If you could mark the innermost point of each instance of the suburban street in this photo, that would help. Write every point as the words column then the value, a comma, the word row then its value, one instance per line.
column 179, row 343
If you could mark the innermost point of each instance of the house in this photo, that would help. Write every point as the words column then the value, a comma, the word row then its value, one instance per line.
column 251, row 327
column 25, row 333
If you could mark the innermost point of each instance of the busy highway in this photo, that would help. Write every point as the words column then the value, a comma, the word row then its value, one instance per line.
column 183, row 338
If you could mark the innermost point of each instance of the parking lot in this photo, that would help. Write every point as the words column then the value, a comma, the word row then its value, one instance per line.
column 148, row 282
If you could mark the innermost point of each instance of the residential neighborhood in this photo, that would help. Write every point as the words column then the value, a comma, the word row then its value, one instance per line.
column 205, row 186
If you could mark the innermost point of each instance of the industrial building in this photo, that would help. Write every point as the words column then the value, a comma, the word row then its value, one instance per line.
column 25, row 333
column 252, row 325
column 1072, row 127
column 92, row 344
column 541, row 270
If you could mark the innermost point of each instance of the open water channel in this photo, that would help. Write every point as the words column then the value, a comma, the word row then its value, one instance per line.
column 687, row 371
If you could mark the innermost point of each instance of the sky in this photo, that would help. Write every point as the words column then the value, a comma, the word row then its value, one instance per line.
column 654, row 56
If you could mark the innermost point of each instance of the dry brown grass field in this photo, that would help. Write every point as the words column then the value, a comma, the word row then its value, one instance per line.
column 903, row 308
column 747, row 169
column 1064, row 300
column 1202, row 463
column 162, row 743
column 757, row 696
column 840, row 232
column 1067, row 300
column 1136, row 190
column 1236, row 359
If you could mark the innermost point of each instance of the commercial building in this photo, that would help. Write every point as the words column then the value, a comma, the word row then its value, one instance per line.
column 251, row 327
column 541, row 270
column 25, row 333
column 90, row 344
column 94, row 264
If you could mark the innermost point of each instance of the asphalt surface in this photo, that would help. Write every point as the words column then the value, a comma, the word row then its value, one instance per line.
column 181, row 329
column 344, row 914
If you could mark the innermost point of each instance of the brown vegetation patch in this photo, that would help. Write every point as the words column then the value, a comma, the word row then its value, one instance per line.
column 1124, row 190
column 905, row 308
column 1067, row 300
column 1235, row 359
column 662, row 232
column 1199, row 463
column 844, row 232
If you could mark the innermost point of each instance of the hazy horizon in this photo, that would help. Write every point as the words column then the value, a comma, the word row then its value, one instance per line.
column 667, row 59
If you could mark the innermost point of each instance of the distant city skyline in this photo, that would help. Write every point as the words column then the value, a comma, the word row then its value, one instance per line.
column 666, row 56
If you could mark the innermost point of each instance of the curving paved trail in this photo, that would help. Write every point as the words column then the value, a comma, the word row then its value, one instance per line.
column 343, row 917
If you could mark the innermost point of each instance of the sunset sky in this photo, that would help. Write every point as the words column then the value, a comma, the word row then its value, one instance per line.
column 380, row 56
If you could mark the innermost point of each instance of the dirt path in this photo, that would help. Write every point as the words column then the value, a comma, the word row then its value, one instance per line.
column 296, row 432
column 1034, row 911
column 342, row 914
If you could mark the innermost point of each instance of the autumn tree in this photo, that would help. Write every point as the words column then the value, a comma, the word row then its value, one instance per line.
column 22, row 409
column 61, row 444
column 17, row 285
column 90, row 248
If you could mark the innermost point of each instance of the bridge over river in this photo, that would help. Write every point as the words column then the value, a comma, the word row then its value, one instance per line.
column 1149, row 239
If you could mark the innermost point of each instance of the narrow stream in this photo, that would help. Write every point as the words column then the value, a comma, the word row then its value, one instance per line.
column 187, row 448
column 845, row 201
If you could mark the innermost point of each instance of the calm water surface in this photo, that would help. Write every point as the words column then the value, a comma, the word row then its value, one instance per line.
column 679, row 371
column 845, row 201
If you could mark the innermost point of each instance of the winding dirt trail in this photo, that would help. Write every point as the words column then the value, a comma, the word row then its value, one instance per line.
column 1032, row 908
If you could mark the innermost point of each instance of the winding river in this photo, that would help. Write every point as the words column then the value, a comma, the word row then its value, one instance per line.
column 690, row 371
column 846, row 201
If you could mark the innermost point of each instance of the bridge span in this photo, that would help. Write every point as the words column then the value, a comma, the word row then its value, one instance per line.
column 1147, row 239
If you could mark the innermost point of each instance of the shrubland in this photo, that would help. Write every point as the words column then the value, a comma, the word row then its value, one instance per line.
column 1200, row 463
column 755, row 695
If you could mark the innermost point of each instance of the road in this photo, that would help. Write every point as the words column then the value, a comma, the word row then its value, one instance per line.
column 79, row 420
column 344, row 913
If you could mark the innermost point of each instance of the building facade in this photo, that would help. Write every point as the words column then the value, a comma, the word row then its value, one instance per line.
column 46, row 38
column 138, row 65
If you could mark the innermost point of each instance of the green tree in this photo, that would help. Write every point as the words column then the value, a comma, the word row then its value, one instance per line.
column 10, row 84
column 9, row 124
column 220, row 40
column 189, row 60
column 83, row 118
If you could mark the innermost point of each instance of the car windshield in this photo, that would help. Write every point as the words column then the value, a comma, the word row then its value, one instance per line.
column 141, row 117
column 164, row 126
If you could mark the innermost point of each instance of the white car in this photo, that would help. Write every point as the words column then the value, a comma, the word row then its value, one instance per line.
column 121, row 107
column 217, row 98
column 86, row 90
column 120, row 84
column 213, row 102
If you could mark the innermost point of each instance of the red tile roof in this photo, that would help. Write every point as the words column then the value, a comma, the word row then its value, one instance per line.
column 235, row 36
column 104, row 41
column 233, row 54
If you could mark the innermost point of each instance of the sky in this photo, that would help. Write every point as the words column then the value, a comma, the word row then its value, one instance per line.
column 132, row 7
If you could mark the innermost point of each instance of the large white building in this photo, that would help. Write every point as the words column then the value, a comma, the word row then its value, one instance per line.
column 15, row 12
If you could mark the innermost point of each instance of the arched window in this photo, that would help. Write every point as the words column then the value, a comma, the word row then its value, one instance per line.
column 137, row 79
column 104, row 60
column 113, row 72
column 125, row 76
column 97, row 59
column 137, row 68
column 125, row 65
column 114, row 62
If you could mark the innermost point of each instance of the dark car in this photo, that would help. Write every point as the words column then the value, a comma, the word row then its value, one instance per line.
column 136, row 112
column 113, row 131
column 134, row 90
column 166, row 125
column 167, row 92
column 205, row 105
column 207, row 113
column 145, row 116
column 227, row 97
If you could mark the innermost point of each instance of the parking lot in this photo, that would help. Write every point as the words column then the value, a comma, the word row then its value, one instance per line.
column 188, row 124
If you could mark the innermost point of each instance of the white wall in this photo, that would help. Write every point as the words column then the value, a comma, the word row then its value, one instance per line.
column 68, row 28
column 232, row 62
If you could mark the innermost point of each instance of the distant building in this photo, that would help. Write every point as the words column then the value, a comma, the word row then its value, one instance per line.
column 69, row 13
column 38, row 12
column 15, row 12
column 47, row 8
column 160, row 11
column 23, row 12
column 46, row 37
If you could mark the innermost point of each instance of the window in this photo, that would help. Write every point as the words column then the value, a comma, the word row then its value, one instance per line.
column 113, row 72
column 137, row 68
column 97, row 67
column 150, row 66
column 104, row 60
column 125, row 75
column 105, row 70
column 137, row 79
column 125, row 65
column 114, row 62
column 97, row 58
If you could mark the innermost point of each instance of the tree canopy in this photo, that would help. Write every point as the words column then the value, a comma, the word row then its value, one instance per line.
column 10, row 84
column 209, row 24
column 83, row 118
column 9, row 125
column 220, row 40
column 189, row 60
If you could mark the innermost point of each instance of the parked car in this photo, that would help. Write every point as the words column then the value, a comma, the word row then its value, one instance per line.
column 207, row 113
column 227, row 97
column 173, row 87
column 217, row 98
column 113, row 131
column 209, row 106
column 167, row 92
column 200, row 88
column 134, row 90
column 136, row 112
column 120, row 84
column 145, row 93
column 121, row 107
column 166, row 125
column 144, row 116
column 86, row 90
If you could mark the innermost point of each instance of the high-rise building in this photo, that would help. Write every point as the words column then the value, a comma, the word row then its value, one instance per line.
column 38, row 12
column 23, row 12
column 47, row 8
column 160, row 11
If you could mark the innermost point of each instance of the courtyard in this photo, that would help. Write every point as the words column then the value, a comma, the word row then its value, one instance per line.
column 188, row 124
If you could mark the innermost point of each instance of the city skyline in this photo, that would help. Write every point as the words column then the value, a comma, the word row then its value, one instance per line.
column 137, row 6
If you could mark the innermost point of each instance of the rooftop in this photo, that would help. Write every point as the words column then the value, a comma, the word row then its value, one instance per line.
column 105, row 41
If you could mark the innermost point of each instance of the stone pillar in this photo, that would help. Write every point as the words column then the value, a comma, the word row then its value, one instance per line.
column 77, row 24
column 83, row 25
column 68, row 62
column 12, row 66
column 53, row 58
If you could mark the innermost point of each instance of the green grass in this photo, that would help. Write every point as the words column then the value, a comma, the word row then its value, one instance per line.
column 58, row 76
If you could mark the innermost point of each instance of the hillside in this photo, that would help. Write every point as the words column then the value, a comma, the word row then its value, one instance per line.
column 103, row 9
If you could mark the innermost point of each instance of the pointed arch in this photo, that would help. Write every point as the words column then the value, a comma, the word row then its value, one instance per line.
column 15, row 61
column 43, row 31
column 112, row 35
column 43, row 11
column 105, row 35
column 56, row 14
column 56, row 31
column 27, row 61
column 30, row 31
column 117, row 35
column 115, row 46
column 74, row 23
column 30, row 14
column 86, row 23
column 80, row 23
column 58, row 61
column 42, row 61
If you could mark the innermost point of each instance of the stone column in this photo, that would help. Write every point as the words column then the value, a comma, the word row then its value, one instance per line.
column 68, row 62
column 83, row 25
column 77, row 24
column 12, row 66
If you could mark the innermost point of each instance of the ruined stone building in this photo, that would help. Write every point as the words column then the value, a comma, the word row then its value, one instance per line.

**What you will do**
Copy out, unchanged, the stretch of lines from the one containing "of the curving" through the one containing "column 1149, row 239", including both of those lines.

**Answer to this problem**
If you could mark the innermost point of each instance of the curving paved trail in this photo, that would help. Write every point as the words column then the value, a comma, the word row then its value, one instance per line.
column 343, row 917
If you could mark the innermost point of each instance of the sunset sky in this photo, that would help. Write every point as the words column then the value, a comma, the word row then its value, one instance per line.
column 380, row 56
If you could mark the innermost point of each instance of the dirt path in this photo, that would help. Write every point as the words column then the value, a comma, the word row then its value, one instance per line.
column 296, row 432
column 1034, row 911
column 342, row 914
If you could mark the innermost point of each instance of the autumn tree in this photo, that would help. Write every point as the words column then the value, a comma, the word row then its value, one instance per line.
column 22, row 409
column 61, row 444
column 17, row 285
column 90, row 248
If you could mark the innermost point of each instance of the bridge over river in this photo, that would help. Write every point as the words column then the value, a comma, the word row then its value, one instance per line.
column 1149, row 239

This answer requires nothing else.